- [DATASET EXCERPTS]:

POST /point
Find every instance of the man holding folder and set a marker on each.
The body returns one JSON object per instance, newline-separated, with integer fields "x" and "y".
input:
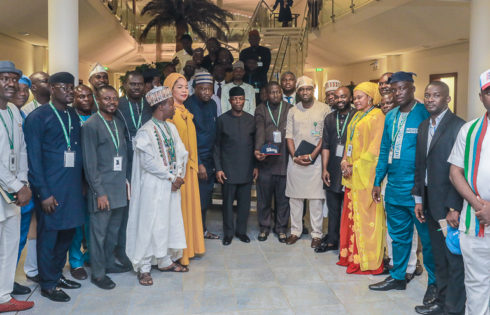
{"x": 304, "y": 174}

- [WHAT THE TASK REQUIRES]:
The expected output is the full data above, reproduced exactly with no images.

- [ANSWER SECTION]:
POST /point
Find every instance of the man holding folder and set a marker on each.
The body returns one JSON object per instance, newline-separated, with integer fields "x" and "y".
input:
{"x": 304, "y": 174}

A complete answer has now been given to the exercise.